* Start Records *

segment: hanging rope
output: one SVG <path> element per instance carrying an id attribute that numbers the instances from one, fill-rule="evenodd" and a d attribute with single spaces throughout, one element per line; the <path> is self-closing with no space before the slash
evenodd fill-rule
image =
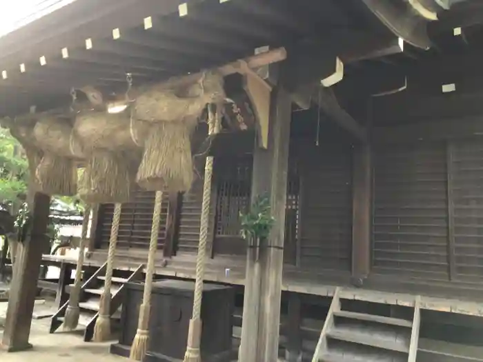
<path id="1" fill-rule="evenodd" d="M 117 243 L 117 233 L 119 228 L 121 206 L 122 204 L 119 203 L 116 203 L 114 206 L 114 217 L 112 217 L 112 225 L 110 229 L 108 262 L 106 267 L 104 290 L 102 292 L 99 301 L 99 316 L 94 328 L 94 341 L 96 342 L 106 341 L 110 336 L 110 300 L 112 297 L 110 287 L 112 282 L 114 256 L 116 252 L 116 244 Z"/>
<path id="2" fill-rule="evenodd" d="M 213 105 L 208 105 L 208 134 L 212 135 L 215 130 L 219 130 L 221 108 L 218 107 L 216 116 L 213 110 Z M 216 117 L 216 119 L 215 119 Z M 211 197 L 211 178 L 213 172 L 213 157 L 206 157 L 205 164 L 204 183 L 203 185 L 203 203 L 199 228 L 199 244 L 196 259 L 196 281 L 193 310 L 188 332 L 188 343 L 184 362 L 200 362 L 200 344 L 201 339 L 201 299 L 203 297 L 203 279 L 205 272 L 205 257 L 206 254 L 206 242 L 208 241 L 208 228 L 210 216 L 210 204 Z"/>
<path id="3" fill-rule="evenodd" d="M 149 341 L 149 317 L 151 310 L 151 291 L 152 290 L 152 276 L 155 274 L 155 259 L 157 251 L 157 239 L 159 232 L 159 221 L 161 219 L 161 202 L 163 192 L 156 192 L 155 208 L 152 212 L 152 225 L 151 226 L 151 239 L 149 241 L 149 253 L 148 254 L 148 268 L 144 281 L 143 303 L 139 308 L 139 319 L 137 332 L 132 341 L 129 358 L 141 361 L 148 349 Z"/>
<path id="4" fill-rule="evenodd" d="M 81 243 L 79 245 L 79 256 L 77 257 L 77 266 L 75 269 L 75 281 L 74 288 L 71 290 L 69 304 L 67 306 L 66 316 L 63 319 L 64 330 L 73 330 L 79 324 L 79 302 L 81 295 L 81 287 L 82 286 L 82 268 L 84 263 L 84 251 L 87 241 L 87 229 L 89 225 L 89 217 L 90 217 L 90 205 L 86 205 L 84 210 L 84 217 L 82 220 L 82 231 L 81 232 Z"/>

* End Records *

### What to produce
Revise the data above by replacing "hanging rope" with "suspended rope" and keeping everything else unchanged. Leave the pictures out of your output.

### The completed task
segment: suspended rope
output: one SVG <path> element per instance carrying an id attribute that numbers the instances from one, fill-rule="evenodd" and a d attribute with single spaces throughout, one element per line; the <path> is self-closing with no space before the slash
evenodd fill-rule
image =
<path id="1" fill-rule="evenodd" d="M 117 243 L 117 233 L 119 228 L 121 206 L 122 204 L 119 203 L 116 203 L 114 206 L 114 217 L 112 217 L 112 225 L 110 229 L 108 262 L 106 267 L 104 290 L 102 292 L 99 301 L 99 316 L 94 328 L 94 341 L 96 342 L 106 341 L 110 336 L 110 300 L 112 297 L 110 287 L 112 282 L 114 256 L 116 252 L 116 244 Z"/>
<path id="2" fill-rule="evenodd" d="M 213 105 L 208 105 L 208 134 L 212 135 L 215 130 L 219 130 L 221 108 L 218 107 L 216 116 L 213 110 Z M 216 117 L 216 119 L 215 119 Z M 211 197 L 211 178 L 213 172 L 213 157 L 206 157 L 205 164 L 204 183 L 203 185 L 203 203 L 199 228 L 199 244 L 196 259 L 196 281 L 193 310 L 188 332 L 188 343 L 184 362 L 200 362 L 200 344 L 201 339 L 201 299 L 203 297 L 203 279 L 205 272 L 205 257 L 206 254 L 206 242 L 208 241 L 208 228 L 210 216 L 210 204 Z"/>
<path id="3" fill-rule="evenodd" d="M 149 341 L 149 317 L 151 310 L 151 291 L 152 290 L 152 276 L 155 274 L 155 259 L 157 251 L 157 239 L 159 232 L 159 221 L 161 219 L 161 202 L 163 192 L 156 192 L 155 208 L 152 212 L 152 225 L 151 226 L 151 239 L 149 241 L 149 253 L 148 254 L 148 268 L 144 281 L 143 303 L 139 308 L 139 319 L 137 332 L 132 341 L 129 358 L 141 361 L 148 349 Z"/>
<path id="4" fill-rule="evenodd" d="M 81 243 L 79 245 L 79 256 L 77 257 L 77 266 L 75 269 L 75 281 L 74 288 L 71 290 L 69 304 L 67 306 L 66 316 L 63 319 L 64 330 L 73 330 L 79 324 L 79 302 L 81 295 L 81 287 L 82 286 L 82 268 L 84 263 L 84 251 L 87 241 L 87 229 L 89 225 L 89 217 L 90 217 L 90 205 L 86 205 L 84 210 L 84 217 L 82 220 L 82 231 L 81 232 Z"/>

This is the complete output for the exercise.